_Passage shown_
◇ ◇ ◇ ◇

Control system 800 includes six direct current (DC) power supplies 810A-810F, a potentiometer 820, and an Ethernet control relay switch. Each power supply supplies power to a corresponding LED lighting package such as lighting packages 200, 240, 300, 400, and 410. For the sake of simplicity, only power supply 810A will be described in detail here, but power supplies 810B-810F may suitably be similar and employ similar or identical equipment. Alternatively, power supplies 810B-810F may employ different equipment from that of the item 810A and of one another, so long as they are able to communicate with potentiometer 820. Power supplies 810A-810F may be suitably a constant current supply with appropriate wattage such as model PSI-150W-36, manufactured by PowerSupply1. Power supplies 810A-810F have a positive DC output terminal electrically connected to Ethernet control relay switch 830 and a negative DC output terminal electrically connected to ground. Power supplies 810A-810F also have an analog control port such as analog control port 815 which is electrically connected to potentiometer 820. The potentiometer 820 preferably includes an Ethernet control port and is preferably connected to a wireless router 840. Potentiometer 820 is well known and may include generally available 1 kiloohm, 1 watt potentiometer having an integrated Ethernet. The Ethernet control relay switch 830 includes at least six output ports such as output port 825. Each output port is electrically connected to a corresponding LED lighting package. The Ethernet control relay switch 830 also includes an Ethernet control port 835 which is preferably connected to the wireless router 840. Ethernet control relay switch 830 may suitably be a Smart Relay Controller, manufactured by 6Bit Incorporated having six 10 amp relays. A laptop 850 with a wireless adapter wirelessly communicates with the wireless router 840 to control either the Ethernet control relay switch 830 to selectively power one or more LED lighting packages, the potentiometer 820 to vary together the brightness level of LED lighting packages, or both.

◇ ◇ ◇ ◇

_Work to do_
Write the next part of the control system description, picking up after its final sentence.

_Raw data_

◇ ◇ ◇ ◇

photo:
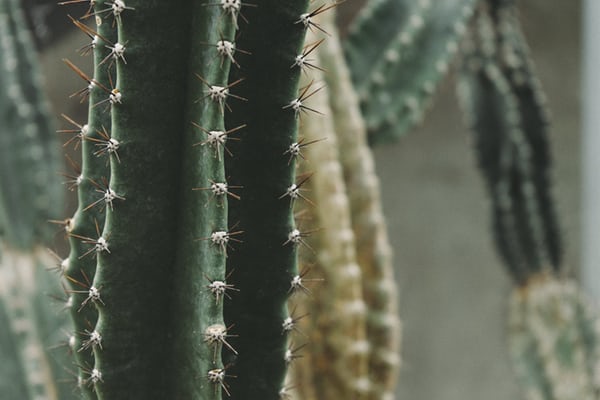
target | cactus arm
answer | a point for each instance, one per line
(379, 24)
(264, 264)
(136, 265)
(87, 221)
(400, 85)
(200, 263)
(374, 254)
(551, 324)
(508, 140)
(340, 368)
(516, 62)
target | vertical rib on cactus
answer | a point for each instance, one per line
(374, 253)
(340, 350)
(264, 264)
(136, 260)
(198, 308)
(88, 221)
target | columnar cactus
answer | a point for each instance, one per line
(553, 331)
(151, 237)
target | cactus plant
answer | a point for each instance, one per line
(553, 330)
(184, 246)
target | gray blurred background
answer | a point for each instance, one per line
(454, 290)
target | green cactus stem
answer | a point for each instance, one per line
(264, 163)
(30, 193)
(139, 274)
(201, 288)
(93, 137)
(413, 57)
(554, 340)
(373, 251)
(511, 136)
(18, 294)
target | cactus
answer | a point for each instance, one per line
(30, 195)
(410, 47)
(163, 116)
(553, 331)
(185, 242)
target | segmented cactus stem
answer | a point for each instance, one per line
(374, 254)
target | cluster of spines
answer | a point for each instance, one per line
(505, 107)
(413, 57)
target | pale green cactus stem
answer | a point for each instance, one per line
(554, 340)
(398, 82)
(19, 293)
(30, 195)
(28, 165)
(339, 343)
(374, 254)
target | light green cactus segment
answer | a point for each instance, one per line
(551, 350)
(340, 310)
(53, 324)
(30, 191)
(380, 25)
(198, 331)
(403, 80)
(12, 384)
(88, 220)
(373, 250)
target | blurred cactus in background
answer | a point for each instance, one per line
(229, 239)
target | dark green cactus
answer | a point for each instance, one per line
(553, 331)
(159, 217)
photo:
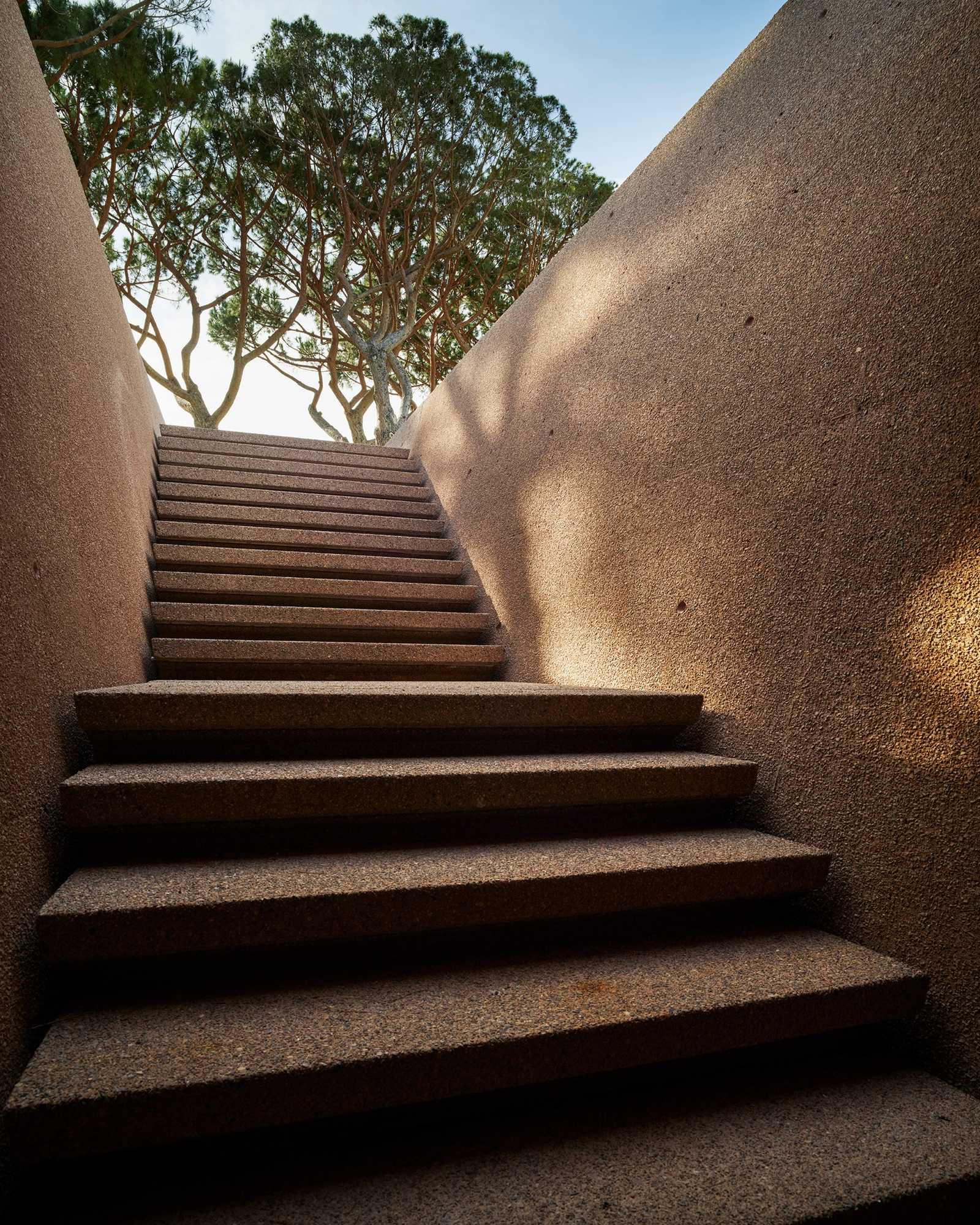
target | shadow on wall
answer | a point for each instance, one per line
(723, 444)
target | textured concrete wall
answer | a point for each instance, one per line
(728, 443)
(78, 423)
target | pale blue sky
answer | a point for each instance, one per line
(627, 70)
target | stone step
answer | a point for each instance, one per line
(280, 518)
(323, 661)
(178, 706)
(366, 459)
(220, 500)
(177, 793)
(282, 440)
(209, 478)
(213, 721)
(788, 1135)
(347, 537)
(181, 619)
(206, 464)
(285, 590)
(157, 910)
(295, 563)
(150, 1074)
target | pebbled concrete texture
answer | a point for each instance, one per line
(339, 538)
(297, 562)
(151, 910)
(221, 513)
(337, 625)
(326, 470)
(279, 440)
(285, 590)
(216, 497)
(128, 1076)
(182, 473)
(216, 445)
(727, 443)
(77, 454)
(276, 657)
(237, 705)
(890, 1146)
(295, 791)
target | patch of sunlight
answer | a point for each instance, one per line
(940, 639)
(568, 570)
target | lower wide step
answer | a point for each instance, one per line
(129, 1077)
(176, 793)
(781, 1142)
(157, 910)
(244, 660)
(186, 619)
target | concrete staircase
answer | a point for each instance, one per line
(281, 558)
(322, 884)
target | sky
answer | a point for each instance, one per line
(627, 70)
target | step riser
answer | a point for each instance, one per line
(156, 707)
(344, 542)
(270, 590)
(231, 840)
(312, 743)
(312, 794)
(307, 633)
(195, 448)
(306, 520)
(303, 486)
(166, 1115)
(241, 500)
(202, 559)
(263, 654)
(208, 464)
(246, 672)
(279, 440)
(195, 929)
(330, 625)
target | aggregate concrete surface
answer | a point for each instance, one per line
(727, 443)
(122, 1077)
(181, 792)
(143, 910)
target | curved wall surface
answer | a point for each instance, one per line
(78, 424)
(728, 443)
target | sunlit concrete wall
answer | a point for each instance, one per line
(78, 424)
(728, 443)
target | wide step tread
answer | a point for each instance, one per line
(282, 440)
(177, 706)
(297, 563)
(287, 590)
(208, 478)
(154, 910)
(231, 657)
(124, 1077)
(352, 471)
(287, 454)
(347, 538)
(177, 793)
(337, 625)
(349, 518)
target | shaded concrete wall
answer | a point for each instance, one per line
(78, 424)
(728, 443)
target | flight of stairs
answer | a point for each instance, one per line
(280, 558)
(319, 885)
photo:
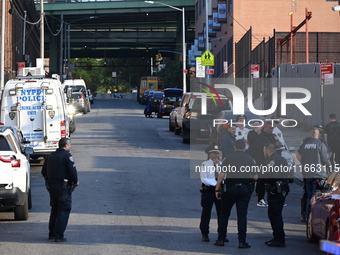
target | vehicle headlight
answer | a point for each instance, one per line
(71, 109)
(193, 115)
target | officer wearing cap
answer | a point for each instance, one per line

◇ ◇ ◇ ◇

_Task result_
Power supplies 810A-810F receive input from an alternating current (AC) power source (not shown). The AC power source may provide 120 volts (V) at 20 amps (A) or a range of 220 V-240V at 20A. The input AC power runs between 50 and 60 hertz (Hz). Referring to LED lighting packages 400 and 410, the output power of power supplies 810A-810F matches the DC operating conditions of at most six columns of 20 serially connected LEDs where each column is electrically connected in parallel. Typically, the designed operating range for an LED such as LED 10 is to receive constant current around 350 mA. Consequently, for each power supply to power an LED lighting package such lighting packages 400 and 410, each power supply outputs 36V at 4.2 Amps.
In operation, the Ethernet control relay switch 830 is controlled by a laptop through its Ethernet port 835 to connect one or more power supplies 810A-810F to their corresponding LED lighting packages. The potentiometer is manually controlled or controlled by laptop 850 to, in turn, vary the output voltage of power supplies 810A-810F simultaneously to the connected LED lighting packages. The combination of relay control and brightness control of the LED lighting packages provides a two dimensional adjustment. With control system 800, Laptop 850 may alternatively employ music to control both the potentiometer 820 and Ethernet control relay switch 830 so that the LED lighting packages emit lighting patterns corresponding to the beat of the music.
While the LED lighting packages have been disclosed in the context of an XLamp™ 7090 from Cree, Incorporated, the dimensions disclosed within a package such as spacing between members may vary based on the operating characteristics of a particular LED such as the XLamp™ 3 7090, XLamp™ 4550, and the like when employed by the LED lighting packages.
It should be noted that according to the teachings of the present invention, LED lighting packages 200, 240, 300, 400, 410, and 540 and T-shaped integrated support heat sink 510 are modular components and may be combined with themselves or with each other to make various arrangements and configurations of larger LED lighting packages to meet specific lighting applications. Additionally, LED lighting packages 200, 240, 300, 400, and 410 and their combinations may be mounted and/or retrofitted into existing non-LED lamp fixtures including fluorescent ceiling fixtures. In retrofitting existing LED lighting packages to existing fluorescent lamp fixtures according to the teachings of the present invention, alternating current (AC) to DC conversion circuitry may need to be added or replaced in a manner known to one having ordinary skill in the art. Alternatively, AC may be supplied to the LED lighting packages.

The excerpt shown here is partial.